**Exercise requirements**: Set down exactly the lines below between the line holding "For instance, a" and the line holding "221L290 272L361 218L370", inclusive; no other line belongs in the answer.

**Listed entries**:
——

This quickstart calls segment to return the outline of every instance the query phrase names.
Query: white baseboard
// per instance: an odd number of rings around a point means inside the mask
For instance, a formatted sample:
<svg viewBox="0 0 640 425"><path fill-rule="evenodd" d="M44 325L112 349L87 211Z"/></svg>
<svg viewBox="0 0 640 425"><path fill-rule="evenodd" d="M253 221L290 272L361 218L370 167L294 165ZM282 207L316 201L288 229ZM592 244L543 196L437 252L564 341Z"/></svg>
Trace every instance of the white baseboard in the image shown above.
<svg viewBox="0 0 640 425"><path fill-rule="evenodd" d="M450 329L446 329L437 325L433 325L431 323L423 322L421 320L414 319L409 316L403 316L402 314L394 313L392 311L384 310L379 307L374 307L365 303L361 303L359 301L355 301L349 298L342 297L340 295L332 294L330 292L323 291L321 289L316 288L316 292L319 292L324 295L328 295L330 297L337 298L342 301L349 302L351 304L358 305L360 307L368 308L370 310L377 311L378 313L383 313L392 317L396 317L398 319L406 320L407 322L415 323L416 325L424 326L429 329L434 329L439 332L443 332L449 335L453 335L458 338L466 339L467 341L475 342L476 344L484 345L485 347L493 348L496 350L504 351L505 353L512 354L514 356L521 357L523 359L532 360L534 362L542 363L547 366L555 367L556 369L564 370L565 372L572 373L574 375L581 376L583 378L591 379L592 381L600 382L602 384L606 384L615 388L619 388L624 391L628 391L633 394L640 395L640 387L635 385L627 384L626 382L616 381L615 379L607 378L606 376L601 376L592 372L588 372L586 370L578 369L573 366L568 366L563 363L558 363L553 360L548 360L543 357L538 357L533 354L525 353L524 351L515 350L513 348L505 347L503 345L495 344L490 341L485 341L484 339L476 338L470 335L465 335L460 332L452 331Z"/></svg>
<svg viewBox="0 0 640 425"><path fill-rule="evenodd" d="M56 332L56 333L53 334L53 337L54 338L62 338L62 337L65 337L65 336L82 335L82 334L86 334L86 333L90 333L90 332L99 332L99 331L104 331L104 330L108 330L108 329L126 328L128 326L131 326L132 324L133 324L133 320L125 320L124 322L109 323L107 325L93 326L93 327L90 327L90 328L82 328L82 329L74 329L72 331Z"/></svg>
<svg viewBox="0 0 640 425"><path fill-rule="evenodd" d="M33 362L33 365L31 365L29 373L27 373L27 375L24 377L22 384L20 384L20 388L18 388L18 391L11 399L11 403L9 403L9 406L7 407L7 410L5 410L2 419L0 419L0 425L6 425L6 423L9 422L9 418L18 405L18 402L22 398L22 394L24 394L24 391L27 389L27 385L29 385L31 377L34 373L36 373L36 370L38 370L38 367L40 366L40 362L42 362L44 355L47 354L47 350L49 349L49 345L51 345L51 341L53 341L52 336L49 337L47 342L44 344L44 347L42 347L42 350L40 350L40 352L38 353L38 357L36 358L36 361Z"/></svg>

——

**Answer space**:
For instance, a formatted sample:
<svg viewBox="0 0 640 425"><path fill-rule="evenodd" d="M44 325L112 349L87 211Z"/></svg>
<svg viewBox="0 0 640 425"><path fill-rule="evenodd" d="M253 221L290 272L361 218L370 167L294 165ZM282 207L316 201L288 229ZM592 244L543 196L437 252L564 341Z"/></svg>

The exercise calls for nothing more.